- **ENTRIES**:
================================

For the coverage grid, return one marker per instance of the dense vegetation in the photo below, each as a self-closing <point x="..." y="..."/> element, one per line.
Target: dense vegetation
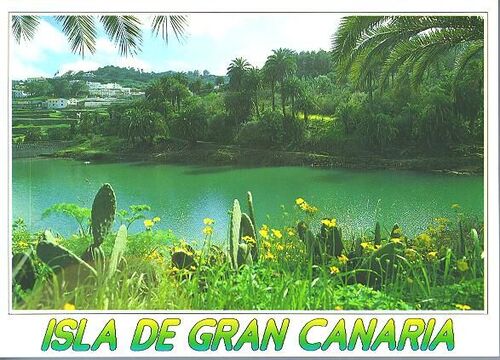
<point x="381" y="90"/>
<point x="311" y="263"/>
<point x="395" y="87"/>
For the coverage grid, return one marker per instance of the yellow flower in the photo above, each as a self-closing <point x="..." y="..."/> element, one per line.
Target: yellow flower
<point x="334" y="270"/>
<point x="69" y="307"/>
<point x="343" y="259"/>
<point x="396" y="240"/>
<point x="299" y="201"/>
<point x="264" y="232"/>
<point x="411" y="254"/>
<point x="462" y="306"/>
<point x="462" y="265"/>
<point x="432" y="256"/>
<point x="208" y="221"/>
<point x="329" y="223"/>
<point x="249" y="240"/>
<point x="269" y="256"/>
<point x="208" y="230"/>
<point x="277" y="233"/>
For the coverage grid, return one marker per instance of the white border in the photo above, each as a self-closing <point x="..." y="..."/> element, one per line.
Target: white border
<point x="24" y="332"/>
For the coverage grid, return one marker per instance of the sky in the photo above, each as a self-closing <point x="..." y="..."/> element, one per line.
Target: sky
<point x="212" y="41"/>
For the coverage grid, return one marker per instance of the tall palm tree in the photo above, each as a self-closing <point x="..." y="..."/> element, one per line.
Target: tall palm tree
<point x="253" y="82"/>
<point x="396" y="45"/>
<point x="293" y="91"/>
<point x="282" y="63"/>
<point x="236" y="72"/>
<point x="81" y="30"/>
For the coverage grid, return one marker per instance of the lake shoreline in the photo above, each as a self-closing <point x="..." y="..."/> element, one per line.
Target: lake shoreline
<point x="228" y="155"/>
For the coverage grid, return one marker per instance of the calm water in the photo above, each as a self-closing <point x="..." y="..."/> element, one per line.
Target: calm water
<point x="183" y="195"/>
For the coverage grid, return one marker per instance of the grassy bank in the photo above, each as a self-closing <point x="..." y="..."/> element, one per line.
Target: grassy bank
<point x="379" y="269"/>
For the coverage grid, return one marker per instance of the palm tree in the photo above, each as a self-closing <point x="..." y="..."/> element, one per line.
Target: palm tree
<point x="253" y="82"/>
<point x="398" y="45"/>
<point x="293" y="91"/>
<point x="81" y="30"/>
<point x="236" y="71"/>
<point x="282" y="63"/>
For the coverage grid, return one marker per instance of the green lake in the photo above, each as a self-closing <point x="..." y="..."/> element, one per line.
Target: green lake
<point x="182" y="196"/>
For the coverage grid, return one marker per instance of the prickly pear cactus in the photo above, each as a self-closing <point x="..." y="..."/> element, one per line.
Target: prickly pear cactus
<point x="103" y="213"/>
<point x="234" y="233"/>
<point x="248" y="230"/>
<point x="337" y="241"/>
<point x="251" y="211"/>
<point x="378" y="236"/>
<point x="118" y="250"/>
<point x="244" y="255"/>
<point x="23" y="271"/>
<point x="58" y="257"/>
<point x="183" y="257"/>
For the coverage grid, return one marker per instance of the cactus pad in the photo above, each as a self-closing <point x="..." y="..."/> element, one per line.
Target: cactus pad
<point x="103" y="213"/>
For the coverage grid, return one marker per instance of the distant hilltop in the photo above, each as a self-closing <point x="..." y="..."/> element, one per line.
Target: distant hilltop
<point x="130" y="77"/>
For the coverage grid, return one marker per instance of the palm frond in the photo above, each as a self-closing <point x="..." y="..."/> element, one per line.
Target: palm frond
<point x="125" y="32"/>
<point x="178" y="23"/>
<point x="24" y="27"/>
<point x="80" y="31"/>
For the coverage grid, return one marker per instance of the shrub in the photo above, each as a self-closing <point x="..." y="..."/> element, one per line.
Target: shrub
<point x="265" y="132"/>
<point x="59" y="133"/>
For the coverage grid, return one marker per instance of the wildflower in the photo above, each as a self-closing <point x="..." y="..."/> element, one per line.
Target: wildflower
<point x="208" y="230"/>
<point x="269" y="256"/>
<point x="69" y="307"/>
<point x="343" y="259"/>
<point x="462" y="265"/>
<point x="264" y="232"/>
<point x="329" y="223"/>
<point x="249" y="240"/>
<point x="366" y="245"/>
<point x="411" y="254"/>
<point x="208" y="221"/>
<point x="432" y="256"/>
<point x="22" y="245"/>
<point x="277" y="233"/>
<point x="334" y="270"/>
<point x="462" y="306"/>
<point x="148" y="224"/>
<point x="424" y="240"/>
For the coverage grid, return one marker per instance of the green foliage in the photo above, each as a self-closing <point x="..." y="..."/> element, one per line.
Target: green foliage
<point x="80" y="214"/>
<point x="191" y="122"/>
<point x="266" y="132"/>
<point x="103" y="213"/>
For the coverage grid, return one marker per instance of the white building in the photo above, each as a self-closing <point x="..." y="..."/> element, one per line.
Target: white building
<point x="16" y="94"/>
<point x="107" y="90"/>
<point x="57" y="103"/>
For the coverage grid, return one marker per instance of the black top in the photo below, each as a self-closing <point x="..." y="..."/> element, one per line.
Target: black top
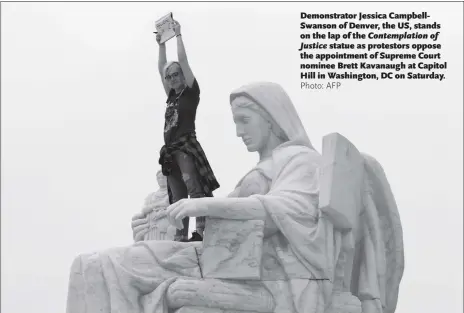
<point x="180" y="112"/>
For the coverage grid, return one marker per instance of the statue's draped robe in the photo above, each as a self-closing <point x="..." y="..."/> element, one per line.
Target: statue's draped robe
<point x="297" y="263"/>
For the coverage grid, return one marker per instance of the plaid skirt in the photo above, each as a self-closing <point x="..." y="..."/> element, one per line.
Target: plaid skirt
<point x="189" y="145"/>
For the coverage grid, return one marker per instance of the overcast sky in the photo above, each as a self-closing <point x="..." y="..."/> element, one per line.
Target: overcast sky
<point x="82" y="119"/>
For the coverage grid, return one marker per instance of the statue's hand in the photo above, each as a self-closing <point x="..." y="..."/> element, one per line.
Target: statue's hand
<point x="219" y="294"/>
<point x="139" y="226"/>
<point x="186" y="207"/>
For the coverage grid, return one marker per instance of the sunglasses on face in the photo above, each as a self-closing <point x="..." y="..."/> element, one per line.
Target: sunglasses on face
<point x="169" y="77"/>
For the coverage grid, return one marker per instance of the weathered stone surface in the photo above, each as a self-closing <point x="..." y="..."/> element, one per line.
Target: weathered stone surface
<point x="341" y="181"/>
<point x="232" y="249"/>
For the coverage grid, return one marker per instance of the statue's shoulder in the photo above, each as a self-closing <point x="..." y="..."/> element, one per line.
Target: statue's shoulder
<point x="294" y="152"/>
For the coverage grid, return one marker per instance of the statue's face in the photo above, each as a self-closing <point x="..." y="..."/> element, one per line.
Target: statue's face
<point x="174" y="77"/>
<point x="250" y="126"/>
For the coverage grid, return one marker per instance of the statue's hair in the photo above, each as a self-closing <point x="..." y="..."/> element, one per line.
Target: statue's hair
<point x="250" y="104"/>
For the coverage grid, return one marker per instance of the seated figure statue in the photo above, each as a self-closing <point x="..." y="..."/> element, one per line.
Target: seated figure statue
<point x="340" y="255"/>
<point x="151" y="223"/>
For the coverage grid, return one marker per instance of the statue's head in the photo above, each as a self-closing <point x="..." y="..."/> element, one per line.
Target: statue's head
<point x="173" y="75"/>
<point x="162" y="182"/>
<point x="265" y="117"/>
<point x="255" y="126"/>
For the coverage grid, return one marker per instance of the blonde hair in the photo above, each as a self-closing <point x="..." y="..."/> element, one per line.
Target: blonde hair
<point x="168" y="65"/>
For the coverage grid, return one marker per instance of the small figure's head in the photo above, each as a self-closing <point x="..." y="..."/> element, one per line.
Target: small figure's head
<point x="162" y="181"/>
<point x="174" y="76"/>
<point x="254" y="125"/>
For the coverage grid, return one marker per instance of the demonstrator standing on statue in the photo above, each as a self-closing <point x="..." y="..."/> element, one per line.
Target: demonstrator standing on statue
<point x="182" y="158"/>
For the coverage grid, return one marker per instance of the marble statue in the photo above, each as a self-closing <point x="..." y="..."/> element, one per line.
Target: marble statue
<point x="302" y="232"/>
<point x="151" y="223"/>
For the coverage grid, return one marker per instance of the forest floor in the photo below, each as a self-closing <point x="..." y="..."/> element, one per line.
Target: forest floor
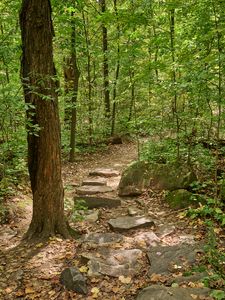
<point x="32" y="271"/>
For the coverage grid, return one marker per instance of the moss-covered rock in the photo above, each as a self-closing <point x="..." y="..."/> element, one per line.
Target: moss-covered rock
<point x="179" y="199"/>
<point x="141" y="175"/>
<point x="134" y="179"/>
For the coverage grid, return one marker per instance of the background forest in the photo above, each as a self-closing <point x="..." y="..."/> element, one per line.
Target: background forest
<point x="125" y="68"/>
<point x="131" y="69"/>
<point x="139" y="71"/>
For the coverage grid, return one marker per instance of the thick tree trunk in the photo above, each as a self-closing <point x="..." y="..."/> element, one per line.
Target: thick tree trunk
<point x="105" y="62"/>
<point x="117" y="71"/>
<point x="44" y="159"/>
<point x="76" y="75"/>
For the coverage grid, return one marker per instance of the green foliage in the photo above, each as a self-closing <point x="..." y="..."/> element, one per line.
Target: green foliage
<point x="76" y="211"/>
<point x="211" y="210"/>
<point x="3" y="213"/>
<point x="218" y="294"/>
<point x="213" y="254"/>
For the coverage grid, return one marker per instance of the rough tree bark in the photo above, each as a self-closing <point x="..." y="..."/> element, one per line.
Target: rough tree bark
<point x="105" y="62"/>
<point x="39" y="83"/>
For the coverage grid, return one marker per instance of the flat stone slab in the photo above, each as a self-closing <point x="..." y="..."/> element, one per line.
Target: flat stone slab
<point x="147" y="238"/>
<point x="92" y="217"/>
<point x="92" y="190"/>
<point x="114" y="263"/>
<point x="127" y="222"/>
<point x="164" y="260"/>
<point x="95" y="182"/>
<point x="102" y="239"/>
<point x="73" y="280"/>
<point x="159" y="292"/>
<point x="104" y="172"/>
<point x="97" y="202"/>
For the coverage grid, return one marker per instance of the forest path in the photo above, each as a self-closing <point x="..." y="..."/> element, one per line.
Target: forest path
<point x="32" y="271"/>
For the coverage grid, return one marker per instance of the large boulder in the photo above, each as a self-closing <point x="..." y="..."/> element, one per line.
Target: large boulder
<point x="73" y="280"/>
<point x="179" y="199"/>
<point x="159" y="292"/>
<point x="141" y="175"/>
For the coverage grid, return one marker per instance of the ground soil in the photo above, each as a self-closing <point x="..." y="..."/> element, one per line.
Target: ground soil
<point x="31" y="271"/>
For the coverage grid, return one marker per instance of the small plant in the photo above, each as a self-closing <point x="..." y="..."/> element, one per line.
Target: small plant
<point x="76" y="212"/>
<point x="218" y="294"/>
<point x="211" y="210"/>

================================

Set down, word for word, every line from the line that holds "of the flat" to the end of the entries above, including both ends.

For the coverage grid, return one marker per instance of the flat stone slab in the photo above, each as a self-closing <point x="..." y="..."/> element, one per line.
Target: flat stone slab
<point x="147" y="238"/>
<point x="92" y="217"/>
<point x="92" y="190"/>
<point x="114" y="263"/>
<point x="127" y="222"/>
<point x="164" y="260"/>
<point x="95" y="182"/>
<point x="102" y="239"/>
<point x="73" y="280"/>
<point x="159" y="292"/>
<point x="104" y="172"/>
<point x="97" y="202"/>
For the coverage grid, return one marker per instance of the forest path in the photo above, each as a self-closing <point x="..." y="..."/> element, one per line.
Target: forest path
<point x="32" y="271"/>
For the coverage grid, return one marker per instance of the large boulder in the photo above, each as a self-closing <point x="..." y="..."/> element, one per line.
Target: large boulder
<point x="73" y="280"/>
<point x="179" y="199"/>
<point x="159" y="292"/>
<point x="141" y="175"/>
For the coverage grid, return one marker per instance of the ground soil in the photo above, each as a self-closing <point x="..." y="..."/> element, one per line.
Target: ground soil
<point x="31" y="271"/>
For the coverage grid, return one marker per instance of the small plant in the photo above, each as a self-closing <point x="..." y="..."/> element, one per line.
Target: small plant
<point x="76" y="212"/>
<point x="218" y="294"/>
<point x="211" y="210"/>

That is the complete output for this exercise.